:: Listed entries

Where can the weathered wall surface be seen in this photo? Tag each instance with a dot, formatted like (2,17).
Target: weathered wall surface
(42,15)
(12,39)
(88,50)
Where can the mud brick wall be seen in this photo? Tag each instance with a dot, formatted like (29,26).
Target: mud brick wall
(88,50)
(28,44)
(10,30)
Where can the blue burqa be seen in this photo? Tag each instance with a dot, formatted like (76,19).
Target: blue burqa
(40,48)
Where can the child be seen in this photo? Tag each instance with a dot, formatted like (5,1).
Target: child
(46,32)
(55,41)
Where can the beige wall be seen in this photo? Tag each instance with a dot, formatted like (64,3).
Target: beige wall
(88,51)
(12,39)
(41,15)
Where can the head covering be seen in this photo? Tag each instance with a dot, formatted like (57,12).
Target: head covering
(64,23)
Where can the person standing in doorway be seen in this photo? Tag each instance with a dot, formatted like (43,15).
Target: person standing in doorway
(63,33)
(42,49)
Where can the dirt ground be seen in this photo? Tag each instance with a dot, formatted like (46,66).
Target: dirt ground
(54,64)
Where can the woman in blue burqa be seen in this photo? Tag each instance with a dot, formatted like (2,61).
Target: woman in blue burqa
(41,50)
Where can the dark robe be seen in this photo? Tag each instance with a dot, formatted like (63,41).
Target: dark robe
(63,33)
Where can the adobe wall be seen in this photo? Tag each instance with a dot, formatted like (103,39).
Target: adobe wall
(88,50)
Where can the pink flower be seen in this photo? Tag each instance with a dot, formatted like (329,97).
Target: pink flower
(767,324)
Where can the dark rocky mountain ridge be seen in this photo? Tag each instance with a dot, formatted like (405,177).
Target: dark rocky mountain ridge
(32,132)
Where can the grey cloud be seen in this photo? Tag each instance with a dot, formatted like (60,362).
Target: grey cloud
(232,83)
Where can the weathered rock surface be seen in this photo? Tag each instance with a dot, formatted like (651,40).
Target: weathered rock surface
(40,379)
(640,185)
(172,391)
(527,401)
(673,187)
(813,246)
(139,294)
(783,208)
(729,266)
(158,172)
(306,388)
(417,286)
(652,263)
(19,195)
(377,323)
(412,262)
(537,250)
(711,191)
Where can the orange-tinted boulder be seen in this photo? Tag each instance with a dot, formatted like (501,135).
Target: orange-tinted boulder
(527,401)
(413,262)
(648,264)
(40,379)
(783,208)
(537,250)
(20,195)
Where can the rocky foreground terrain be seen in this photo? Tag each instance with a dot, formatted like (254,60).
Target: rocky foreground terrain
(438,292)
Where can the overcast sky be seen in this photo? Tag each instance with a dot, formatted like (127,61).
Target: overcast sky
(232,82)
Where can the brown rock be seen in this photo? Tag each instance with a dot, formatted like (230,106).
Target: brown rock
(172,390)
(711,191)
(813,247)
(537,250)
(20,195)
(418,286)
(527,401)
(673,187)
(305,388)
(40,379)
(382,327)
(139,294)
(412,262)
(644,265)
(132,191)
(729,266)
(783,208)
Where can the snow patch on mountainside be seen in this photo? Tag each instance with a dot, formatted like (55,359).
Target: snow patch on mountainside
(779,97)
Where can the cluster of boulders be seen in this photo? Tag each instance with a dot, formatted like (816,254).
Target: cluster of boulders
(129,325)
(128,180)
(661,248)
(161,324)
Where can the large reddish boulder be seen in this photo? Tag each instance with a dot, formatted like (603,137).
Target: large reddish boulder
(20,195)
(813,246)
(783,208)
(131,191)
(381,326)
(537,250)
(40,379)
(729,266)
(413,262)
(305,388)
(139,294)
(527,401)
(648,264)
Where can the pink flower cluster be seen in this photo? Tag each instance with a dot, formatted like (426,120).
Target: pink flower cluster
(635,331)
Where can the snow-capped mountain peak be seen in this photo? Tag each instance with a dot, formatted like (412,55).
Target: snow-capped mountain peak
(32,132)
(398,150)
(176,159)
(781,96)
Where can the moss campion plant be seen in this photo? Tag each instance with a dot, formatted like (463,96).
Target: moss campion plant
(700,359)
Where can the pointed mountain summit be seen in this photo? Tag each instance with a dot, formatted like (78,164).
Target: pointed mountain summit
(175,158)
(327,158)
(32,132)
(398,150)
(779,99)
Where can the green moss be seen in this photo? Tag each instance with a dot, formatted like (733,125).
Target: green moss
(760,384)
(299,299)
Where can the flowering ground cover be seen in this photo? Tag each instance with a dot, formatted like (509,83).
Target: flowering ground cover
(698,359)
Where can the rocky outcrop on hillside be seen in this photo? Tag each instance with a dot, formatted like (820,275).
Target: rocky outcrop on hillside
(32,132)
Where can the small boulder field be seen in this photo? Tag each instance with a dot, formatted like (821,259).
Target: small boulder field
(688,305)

::::

= The problem =
Using only the listing above, restate exactly the lines from the line containing "Target: orange-tinted boulder" through the line containing "Where can the brown", both included.

= Expected output =
Target: orange-tinted boulder
(527,401)
(413,262)
(648,264)
(40,379)
(783,208)
(537,250)
(20,195)
Where can the rocky foreground terrain be seen in this photo? Tag each instance with a dot, formatted like (254,60).
Target: rocky foreground terrain
(438,292)
Where can the overcast sky be seen in this photo? Tag each instance with a dot, formatted like (127,61).
Target: overcast sky
(232,82)
Where can the brown rock be seen in this photo? Tag each instance with a dot, formatted like (230,106).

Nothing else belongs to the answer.